● SUPPLIED DATA

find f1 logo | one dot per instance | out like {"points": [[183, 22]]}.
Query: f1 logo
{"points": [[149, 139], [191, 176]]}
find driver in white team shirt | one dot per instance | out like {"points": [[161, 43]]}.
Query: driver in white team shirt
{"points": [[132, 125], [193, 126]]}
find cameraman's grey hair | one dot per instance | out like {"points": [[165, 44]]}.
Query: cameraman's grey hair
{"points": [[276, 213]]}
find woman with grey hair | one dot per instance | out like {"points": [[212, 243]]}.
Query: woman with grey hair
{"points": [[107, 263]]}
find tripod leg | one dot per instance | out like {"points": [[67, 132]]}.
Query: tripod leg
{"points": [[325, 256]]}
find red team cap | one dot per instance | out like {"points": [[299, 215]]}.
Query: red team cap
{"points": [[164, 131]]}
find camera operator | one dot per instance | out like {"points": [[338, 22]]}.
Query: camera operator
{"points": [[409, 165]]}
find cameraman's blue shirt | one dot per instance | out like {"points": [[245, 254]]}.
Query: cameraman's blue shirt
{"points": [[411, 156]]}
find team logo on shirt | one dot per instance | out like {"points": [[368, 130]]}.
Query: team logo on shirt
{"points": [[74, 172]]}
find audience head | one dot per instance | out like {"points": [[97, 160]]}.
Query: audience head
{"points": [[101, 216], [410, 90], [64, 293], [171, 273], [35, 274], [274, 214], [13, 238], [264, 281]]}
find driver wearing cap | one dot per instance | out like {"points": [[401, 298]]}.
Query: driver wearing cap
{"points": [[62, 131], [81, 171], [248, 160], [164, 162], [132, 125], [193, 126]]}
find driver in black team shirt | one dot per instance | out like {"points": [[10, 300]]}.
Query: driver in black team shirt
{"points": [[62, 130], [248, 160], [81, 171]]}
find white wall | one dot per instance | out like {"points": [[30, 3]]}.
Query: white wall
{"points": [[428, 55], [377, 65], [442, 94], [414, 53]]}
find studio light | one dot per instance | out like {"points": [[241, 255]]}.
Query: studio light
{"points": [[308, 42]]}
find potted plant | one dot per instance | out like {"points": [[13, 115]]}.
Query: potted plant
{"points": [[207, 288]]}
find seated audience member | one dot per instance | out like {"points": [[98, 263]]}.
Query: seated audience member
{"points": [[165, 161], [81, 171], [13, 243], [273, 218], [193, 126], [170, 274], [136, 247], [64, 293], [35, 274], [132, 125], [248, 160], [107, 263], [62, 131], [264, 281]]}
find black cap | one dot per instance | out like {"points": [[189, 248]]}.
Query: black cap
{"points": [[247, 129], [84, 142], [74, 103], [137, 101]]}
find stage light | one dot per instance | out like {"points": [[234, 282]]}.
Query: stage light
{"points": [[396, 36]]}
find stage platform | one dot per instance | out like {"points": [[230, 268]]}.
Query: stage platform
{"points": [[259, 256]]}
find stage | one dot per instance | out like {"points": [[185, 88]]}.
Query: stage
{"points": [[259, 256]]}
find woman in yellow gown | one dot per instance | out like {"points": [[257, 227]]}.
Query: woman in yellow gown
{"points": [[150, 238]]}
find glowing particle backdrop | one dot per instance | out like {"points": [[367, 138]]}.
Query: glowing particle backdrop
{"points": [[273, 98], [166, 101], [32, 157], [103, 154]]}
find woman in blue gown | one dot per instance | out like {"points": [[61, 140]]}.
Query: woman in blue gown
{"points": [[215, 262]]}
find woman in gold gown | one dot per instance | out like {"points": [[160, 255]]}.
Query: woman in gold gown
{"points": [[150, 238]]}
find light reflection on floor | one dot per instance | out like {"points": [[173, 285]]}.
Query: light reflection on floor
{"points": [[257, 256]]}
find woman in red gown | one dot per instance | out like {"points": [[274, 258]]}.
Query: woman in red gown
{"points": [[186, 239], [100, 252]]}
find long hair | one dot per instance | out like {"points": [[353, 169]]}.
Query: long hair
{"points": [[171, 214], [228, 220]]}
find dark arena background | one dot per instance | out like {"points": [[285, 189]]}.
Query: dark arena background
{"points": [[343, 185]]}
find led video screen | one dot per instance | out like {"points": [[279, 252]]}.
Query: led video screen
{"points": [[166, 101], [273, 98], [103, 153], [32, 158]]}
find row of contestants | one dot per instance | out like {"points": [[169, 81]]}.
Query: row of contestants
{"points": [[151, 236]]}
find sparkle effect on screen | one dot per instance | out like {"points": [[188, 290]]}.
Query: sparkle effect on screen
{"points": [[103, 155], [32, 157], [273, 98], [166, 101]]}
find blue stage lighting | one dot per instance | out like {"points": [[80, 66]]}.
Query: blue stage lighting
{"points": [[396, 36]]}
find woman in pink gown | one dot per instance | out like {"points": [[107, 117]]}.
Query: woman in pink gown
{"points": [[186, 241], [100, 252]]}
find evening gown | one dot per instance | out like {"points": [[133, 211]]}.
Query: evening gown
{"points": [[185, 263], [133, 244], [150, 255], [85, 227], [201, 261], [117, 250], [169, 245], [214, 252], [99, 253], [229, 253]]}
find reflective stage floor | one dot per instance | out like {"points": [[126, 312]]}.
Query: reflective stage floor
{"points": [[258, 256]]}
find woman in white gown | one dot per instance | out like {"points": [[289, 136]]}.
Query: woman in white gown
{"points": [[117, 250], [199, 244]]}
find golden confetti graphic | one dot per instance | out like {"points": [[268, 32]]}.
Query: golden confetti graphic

● TASK
Without changing a word, restate the whole listing.

● OUTPUT OF THE TASK
find f1 logo | one dot per instance | out like {"points": [[183, 22]]}.
Query: f1 logo
{"points": [[149, 139], [191, 176]]}
find driver in white team shirt | one dot per instance | out like {"points": [[161, 43]]}.
Query: driver in white team shirt
{"points": [[132, 125], [193, 126]]}
find cameraman's grey hair | one dot per instance | out like {"points": [[165, 44]]}.
Query: cameraman's grey hair
{"points": [[276, 213]]}
find woman with grey hair | one dot per instance | out like {"points": [[212, 243]]}.
Query: woman with grey hair
{"points": [[107, 263]]}
find tripod leg | one dot per instance | out like {"points": [[67, 132]]}.
Query: tripod leg
{"points": [[325, 256]]}
find red team cap | one dot per instance | out like {"points": [[299, 215]]}.
Query: red team cap
{"points": [[164, 131]]}
find camera operator | one dot per instance | out like {"points": [[338, 22]]}.
Query: camera operator
{"points": [[409, 165]]}
find cameraman's blue shirt | one dot per instance | out like {"points": [[245, 254]]}.
Query: cameraman's blue shirt
{"points": [[411, 156]]}
find team logo on shirt | one dot per instance | out like {"points": [[368, 130]]}.
Query: team logo on shirt
{"points": [[74, 172]]}
find audience head | one dot per instance | out like {"points": [[97, 160]]}.
Query: audience head
{"points": [[101, 216], [410, 90], [64, 293], [171, 273], [35, 274], [274, 214], [13, 238], [264, 281]]}
find driver wearing cap | one dot per instance | out like {"points": [[401, 298]]}.
Query: driver wearing cap
{"points": [[62, 131], [81, 171], [248, 160], [164, 162], [132, 125], [193, 126]]}
find driver in black team shirt | one dot per instance | out like {"points": [[10, 300]]}.
Query: driver in black team shirt
{"points": [[62, 130], [248, 160], [81, 171]]}
find white wall | one dot per instance | out like {"points": [[30, 3]]}.
Query: white wall
{"points": [[428, 55], [377, 65], [442, 94], [414, 53]]}
find studio light | one dot per instance | out like {"points": [[241, 255]]}.
Query: studio light
{"points": [[308, 42]]}
find potted plant | one dot per instance | out like {"points": [[13, 115]]}.
Query: potted plant
{"points": [[207, 288]]}
find seated audience member | one dot per instance | out like {"points": [[98, 263]]}.
Query: seated audience member
{"points": [[165, 161], [81, 171], [13, 243], [273, 218], [193, 126], [170, 274], [136, 247], [64, 293], [35, 274], [132, 125], [248, 160], [107, 263], [62, 131], [264, 281]]}
find black cap | one dot per instance | out like {"points": [[189, 248]]}.
Query: black cap
{"points": [[247, 129], [84, 142], [74, 103], [137, 101]]}
find stage light | one dot per instance | out like {"points": [[234, 282]]}.
Query: stage light
{"points": [[396, 36]]}
find stage platform | one dot per instance | out like {"points": [[230, 268]]}.
Query: stage platform
{"points": [[259, 256]]}
find stage | one dot per instance | out like {"points": [[185, 88]]}.
Query: stage
{"points": [[259, 256]]}
find woman in yellow gown | one dot per instance | out like {"points": [[257, 227]]}.
Query: woman in yellow gown
{"points": [[150, 238]]}
find glowing particle backdrop | one dot per instance | out like {"points": [[367, 138]]}.
Query: glowing particle backdrop
{"points": [[273, 98], [166, 101], [32, 157], [103, 154]]}
find woman in blue gown | one dot per instance | out like {"points": [[61, 140]]}.
Query: woman in blue gown
{"points": [[215, 262]]}
find woman in gold gown | one dot per instance | out like {"points": [[160, 255]]}.
Query: woman in gold gown
{"points": [[150, 238]]}
find light reflection on floor | one dot per instance | out like {"points": [[173, 285]]}.
Query: light reflection on floor
{"points": [[257, 256]]}
find woman in red gown | one dot per instance | out like {"points": [[274, 258]]}.
Query: woman in red gown
{"points": [[186, 239], [100, 252]]}
find long hair | one dot per instance | out like {"points": [[353, 169]]}.
Query: long hair
{"points": [[171, 214], [228, 220]]}
find dark arena background | one dot per instance | out like {"points": [[285, 189]]}.
Query: dark arena background
{"points": [[343, 185]]}
find led video screen | one dot per instance | out like {"points": [[279, 252]]}.
Query: led video screen
{"points": [[166, 101], [273, 98], [103, 153], [32, 158]]}
find row of contestants | one dot per instance | out like {"points": [[169, 81]]}.
Query: row of contestants
{"points": [[151, 236]]}
find sparkle effect on screen | one dot per instance | out like {"points": [[188, 290]]}.
Query: sparkle effect on screen
{"points": [[103, 155], [32, 157], [273, 98], [166, 101]]}
find blue stage lighting | one dot per instance | out like {"points": [[80, 66]]}.
Query: blue stage lighting
{"points": [[396, 36]]}
find woman in pink gown | one dot per instance | out like {"points": [[107, 117]]}.
Query: woman in pink gown
{"points": [[186, 241], [100, 252]]}
find evening gown | one dot per instance | out like {"points": [[133, 211]]}.
Query: evening gown
{"points": [[185, 263], [133, 244], [150, 255], [85, 227], [201, 261], [117, 250], [169, 245], [214, 252], [99, 253], [229, 253]]}
find reflective stage floor | one dot per instance | out like {"points": [[126, 312]]}.
Query: reflective stage floor
{"points": [[258, 256]]}
find woman in white gown | one dot per instance | out like {"points": [[289, 136]]}.
Query: woman in white gown
{"points": [[117, 250], [199, 244]]}
find golden confetti graphic | one dot per instance | out like {"points": [[268, 32]]}.
Query: golden confetti graphic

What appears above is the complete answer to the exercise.